-- Begin Records supplied --

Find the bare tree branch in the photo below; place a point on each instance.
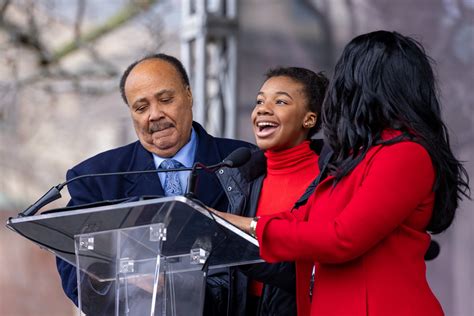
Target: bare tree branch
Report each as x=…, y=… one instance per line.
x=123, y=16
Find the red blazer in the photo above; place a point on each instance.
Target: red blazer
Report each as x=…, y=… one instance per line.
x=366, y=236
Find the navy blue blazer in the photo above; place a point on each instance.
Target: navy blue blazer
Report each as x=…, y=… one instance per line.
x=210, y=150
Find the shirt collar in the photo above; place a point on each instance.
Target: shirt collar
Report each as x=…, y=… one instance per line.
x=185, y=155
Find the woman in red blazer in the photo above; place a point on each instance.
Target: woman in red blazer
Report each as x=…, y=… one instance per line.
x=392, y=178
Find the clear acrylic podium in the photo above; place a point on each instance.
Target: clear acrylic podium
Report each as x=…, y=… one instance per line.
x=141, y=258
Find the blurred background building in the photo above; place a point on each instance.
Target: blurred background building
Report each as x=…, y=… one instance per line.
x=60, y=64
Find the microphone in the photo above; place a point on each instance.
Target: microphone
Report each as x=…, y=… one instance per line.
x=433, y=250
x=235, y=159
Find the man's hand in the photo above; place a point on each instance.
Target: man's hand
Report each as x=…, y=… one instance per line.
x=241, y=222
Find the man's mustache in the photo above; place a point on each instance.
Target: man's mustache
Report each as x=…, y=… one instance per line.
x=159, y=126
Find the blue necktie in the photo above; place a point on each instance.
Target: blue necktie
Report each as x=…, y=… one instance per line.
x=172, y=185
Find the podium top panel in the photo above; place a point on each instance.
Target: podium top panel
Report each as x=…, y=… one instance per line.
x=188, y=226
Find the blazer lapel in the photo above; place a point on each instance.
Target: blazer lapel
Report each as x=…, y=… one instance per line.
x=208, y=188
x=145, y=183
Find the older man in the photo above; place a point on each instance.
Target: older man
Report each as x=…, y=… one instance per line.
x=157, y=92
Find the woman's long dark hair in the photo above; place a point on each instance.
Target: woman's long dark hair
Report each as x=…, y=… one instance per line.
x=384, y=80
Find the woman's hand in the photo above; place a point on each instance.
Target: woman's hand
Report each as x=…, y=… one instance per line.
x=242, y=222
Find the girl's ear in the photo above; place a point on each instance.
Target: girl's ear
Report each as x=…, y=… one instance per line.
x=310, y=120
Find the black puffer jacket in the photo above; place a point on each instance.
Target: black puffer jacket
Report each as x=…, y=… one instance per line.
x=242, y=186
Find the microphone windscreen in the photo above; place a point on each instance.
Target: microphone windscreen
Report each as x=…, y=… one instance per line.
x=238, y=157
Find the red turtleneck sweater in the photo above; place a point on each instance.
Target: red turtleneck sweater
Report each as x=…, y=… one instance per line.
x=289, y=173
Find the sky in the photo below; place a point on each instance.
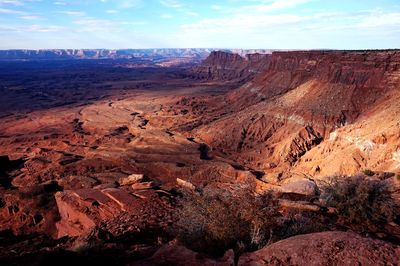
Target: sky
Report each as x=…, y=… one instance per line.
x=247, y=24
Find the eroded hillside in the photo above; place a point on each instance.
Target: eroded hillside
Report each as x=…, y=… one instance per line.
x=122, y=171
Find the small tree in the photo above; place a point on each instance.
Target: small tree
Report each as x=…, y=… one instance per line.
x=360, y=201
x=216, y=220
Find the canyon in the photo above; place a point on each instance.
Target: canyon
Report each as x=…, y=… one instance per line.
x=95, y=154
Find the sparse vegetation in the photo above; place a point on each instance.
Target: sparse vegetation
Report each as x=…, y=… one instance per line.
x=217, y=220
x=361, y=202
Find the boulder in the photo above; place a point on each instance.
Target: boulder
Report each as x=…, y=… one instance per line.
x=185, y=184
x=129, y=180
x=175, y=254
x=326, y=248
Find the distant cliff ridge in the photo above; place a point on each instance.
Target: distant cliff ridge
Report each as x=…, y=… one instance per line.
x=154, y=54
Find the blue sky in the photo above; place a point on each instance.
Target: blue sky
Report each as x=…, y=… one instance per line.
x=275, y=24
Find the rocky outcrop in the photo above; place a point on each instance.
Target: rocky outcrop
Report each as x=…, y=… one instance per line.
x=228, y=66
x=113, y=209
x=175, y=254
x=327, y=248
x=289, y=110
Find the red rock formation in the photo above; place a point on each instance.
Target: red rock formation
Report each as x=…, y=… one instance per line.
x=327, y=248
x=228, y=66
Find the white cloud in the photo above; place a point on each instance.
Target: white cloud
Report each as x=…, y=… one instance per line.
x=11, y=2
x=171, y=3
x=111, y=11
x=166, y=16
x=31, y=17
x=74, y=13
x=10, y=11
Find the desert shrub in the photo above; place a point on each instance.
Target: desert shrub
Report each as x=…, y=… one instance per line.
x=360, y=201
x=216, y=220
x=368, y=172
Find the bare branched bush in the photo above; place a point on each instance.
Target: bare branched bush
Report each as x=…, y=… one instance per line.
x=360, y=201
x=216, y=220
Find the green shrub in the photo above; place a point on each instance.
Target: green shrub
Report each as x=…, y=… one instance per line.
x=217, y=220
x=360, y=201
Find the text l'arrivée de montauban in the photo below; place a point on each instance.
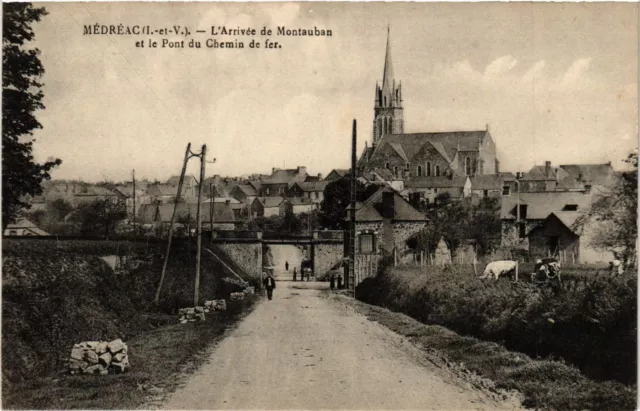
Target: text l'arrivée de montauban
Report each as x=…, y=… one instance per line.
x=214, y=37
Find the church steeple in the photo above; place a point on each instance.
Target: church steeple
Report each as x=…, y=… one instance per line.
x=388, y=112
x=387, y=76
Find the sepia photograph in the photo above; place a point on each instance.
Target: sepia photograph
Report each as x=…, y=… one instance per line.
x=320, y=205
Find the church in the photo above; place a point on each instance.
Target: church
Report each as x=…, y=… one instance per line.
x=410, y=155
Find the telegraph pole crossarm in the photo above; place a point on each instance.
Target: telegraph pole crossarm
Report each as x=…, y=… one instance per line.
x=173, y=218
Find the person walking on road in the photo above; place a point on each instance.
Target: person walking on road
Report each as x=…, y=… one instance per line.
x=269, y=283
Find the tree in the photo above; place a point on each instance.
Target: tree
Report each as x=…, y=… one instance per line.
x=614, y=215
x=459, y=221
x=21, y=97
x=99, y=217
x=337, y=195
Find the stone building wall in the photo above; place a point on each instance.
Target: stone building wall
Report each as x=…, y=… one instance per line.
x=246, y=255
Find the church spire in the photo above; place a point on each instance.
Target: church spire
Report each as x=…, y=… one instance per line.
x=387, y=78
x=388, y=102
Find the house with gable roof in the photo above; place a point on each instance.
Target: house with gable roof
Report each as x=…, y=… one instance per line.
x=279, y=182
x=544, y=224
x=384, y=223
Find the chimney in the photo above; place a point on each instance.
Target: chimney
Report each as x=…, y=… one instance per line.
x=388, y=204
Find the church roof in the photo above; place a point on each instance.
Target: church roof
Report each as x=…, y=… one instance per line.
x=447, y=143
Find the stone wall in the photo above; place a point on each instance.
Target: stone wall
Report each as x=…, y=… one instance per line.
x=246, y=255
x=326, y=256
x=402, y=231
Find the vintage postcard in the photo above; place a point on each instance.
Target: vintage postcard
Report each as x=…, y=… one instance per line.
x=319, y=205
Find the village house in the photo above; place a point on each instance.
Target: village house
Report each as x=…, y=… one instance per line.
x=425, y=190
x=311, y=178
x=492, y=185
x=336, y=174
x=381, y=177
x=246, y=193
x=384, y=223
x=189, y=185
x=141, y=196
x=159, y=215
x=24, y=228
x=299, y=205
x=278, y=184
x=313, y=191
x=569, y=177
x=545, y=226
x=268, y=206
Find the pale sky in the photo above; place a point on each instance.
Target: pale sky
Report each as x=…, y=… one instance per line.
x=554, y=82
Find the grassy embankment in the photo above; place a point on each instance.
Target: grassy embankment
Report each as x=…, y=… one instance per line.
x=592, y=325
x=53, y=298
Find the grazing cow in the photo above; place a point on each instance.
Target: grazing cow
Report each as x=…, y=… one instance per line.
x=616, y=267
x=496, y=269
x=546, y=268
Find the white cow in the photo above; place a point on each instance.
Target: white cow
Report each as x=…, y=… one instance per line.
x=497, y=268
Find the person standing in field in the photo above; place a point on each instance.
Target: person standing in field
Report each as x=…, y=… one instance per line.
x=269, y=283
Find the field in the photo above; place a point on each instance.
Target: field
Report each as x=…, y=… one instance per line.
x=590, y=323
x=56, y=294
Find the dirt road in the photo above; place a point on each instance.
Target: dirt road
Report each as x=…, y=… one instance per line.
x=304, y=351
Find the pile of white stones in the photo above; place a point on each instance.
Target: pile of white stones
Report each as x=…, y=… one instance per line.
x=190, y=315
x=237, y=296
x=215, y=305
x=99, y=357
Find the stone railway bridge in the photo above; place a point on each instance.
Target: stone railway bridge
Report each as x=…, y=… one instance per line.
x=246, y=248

-- End Records supplied --
-- Begin Records supplied --

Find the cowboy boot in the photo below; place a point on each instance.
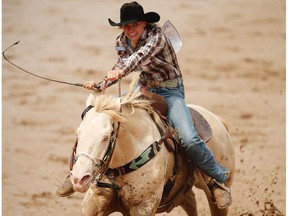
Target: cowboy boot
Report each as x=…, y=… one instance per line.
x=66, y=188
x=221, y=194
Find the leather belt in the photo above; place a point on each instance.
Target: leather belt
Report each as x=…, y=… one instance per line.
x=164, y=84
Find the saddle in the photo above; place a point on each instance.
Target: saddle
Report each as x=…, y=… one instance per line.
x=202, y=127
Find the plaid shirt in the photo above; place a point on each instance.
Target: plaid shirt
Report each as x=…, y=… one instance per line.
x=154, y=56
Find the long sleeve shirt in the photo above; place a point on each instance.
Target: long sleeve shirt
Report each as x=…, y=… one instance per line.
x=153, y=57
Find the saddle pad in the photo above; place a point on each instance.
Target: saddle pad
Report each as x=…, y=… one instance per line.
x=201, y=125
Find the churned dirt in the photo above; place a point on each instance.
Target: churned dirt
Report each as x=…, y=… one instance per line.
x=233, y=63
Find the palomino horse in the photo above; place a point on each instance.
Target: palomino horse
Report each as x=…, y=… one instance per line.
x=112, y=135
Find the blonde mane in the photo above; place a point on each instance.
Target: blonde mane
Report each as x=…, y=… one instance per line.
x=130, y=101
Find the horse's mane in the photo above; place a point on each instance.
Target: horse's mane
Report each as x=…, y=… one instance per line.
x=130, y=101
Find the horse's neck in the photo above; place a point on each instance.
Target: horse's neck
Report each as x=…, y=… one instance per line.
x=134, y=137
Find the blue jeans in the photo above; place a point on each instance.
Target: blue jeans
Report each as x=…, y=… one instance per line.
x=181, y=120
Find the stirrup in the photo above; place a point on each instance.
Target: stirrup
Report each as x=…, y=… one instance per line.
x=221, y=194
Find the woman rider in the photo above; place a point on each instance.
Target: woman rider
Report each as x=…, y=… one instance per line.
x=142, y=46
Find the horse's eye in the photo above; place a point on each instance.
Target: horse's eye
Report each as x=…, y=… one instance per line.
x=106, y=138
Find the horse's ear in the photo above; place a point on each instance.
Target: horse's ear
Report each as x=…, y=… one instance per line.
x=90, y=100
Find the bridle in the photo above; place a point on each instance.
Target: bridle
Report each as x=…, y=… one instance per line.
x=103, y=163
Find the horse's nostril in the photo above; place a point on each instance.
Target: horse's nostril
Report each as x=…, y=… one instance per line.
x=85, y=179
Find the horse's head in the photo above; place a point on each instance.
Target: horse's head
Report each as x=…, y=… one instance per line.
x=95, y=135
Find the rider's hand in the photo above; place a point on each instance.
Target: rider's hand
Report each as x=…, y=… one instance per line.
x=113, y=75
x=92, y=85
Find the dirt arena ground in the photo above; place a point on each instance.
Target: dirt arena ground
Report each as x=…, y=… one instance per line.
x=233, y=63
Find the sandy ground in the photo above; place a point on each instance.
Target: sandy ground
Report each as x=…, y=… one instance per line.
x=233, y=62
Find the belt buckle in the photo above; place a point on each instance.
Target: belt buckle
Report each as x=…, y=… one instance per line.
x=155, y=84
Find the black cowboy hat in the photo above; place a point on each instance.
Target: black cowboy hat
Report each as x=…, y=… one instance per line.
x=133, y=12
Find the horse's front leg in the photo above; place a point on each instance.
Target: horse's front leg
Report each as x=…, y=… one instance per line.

-- End Records supplied --

## [Objective]
Transcribe the material verbatim, starting at the line that contains "Find the sparse" and ending at the line that contains "x=275, y=24", both included.

## [Exercise response]
Find the sparse vegetation in the photo above; place a point on each instance.
Target: sparse vegetation
Report each as x=…, y=… one instance per line.
x=217, y=220
x=361, y=202
Find the boulder in the photo above; place a point on each instance.
Target: boulder
Report each as x=…, y=… one instance per line.
x=185, y=184
x=129, y=180
x=175, y=254
x=326, y=248
Find the distant cliff ridge in the photo above; place a point on each instance.
Target: distant cliff ridge
Report each as x=…, y=… one instance per line.
x=154, y=54
Find the blue sky in the photo above; place a point on each instance.
Target: blue sky
Report each as x=…, y=… one instance per line.
x=275, y=24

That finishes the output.